ASSIGNMENT:
Copy out each line of the listing below where the string "plant" appears.

INFORMATION:

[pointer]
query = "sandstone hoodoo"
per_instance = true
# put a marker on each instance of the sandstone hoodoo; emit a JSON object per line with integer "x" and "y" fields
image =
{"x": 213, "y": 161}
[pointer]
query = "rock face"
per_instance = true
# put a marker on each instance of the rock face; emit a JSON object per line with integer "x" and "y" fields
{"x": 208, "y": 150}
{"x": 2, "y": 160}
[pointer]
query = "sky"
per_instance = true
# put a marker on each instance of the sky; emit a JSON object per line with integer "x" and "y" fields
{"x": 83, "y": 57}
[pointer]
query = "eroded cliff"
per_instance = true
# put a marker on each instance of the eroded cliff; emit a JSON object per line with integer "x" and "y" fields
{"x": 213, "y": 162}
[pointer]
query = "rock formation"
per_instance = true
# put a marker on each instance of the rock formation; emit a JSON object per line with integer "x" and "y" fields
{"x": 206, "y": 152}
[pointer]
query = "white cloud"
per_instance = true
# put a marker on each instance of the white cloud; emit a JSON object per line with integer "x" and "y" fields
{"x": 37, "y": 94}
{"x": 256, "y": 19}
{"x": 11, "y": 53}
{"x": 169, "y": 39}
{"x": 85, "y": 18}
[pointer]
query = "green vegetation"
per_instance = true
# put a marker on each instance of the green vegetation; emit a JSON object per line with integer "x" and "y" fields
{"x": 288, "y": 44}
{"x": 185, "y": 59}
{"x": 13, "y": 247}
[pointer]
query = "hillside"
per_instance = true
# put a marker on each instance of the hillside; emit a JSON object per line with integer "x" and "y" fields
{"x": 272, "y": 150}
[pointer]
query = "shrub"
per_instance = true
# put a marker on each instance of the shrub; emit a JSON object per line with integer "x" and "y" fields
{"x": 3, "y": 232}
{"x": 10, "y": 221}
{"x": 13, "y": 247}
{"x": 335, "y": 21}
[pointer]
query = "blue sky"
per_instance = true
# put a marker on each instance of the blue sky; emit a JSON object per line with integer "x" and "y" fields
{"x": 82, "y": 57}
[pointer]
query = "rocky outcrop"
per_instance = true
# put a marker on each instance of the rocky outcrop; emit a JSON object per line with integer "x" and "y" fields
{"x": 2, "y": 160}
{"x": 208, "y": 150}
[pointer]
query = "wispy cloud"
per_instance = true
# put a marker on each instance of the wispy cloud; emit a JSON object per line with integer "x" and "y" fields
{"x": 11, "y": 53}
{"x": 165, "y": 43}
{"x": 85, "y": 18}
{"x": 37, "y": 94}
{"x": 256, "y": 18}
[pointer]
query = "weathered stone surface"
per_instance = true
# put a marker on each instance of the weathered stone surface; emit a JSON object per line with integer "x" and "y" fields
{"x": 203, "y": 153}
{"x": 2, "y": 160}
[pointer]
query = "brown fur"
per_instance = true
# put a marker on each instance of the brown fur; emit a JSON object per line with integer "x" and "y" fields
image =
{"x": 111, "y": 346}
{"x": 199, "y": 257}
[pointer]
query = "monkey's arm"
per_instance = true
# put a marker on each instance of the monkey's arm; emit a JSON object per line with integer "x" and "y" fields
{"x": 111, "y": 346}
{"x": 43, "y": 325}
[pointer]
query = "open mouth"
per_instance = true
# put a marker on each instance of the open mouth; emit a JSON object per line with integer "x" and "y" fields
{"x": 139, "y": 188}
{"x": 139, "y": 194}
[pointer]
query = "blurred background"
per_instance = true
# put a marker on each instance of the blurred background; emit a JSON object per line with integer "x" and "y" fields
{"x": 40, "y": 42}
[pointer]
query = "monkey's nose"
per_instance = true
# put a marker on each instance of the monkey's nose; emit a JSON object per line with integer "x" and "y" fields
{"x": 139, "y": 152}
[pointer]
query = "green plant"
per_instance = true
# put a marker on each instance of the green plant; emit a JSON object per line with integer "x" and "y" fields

OUTPUT OF THE TASK:
query = "green plant"
# put a marker on each instance of the green plant; emit a JSON object per line with integer "x" and "y" fields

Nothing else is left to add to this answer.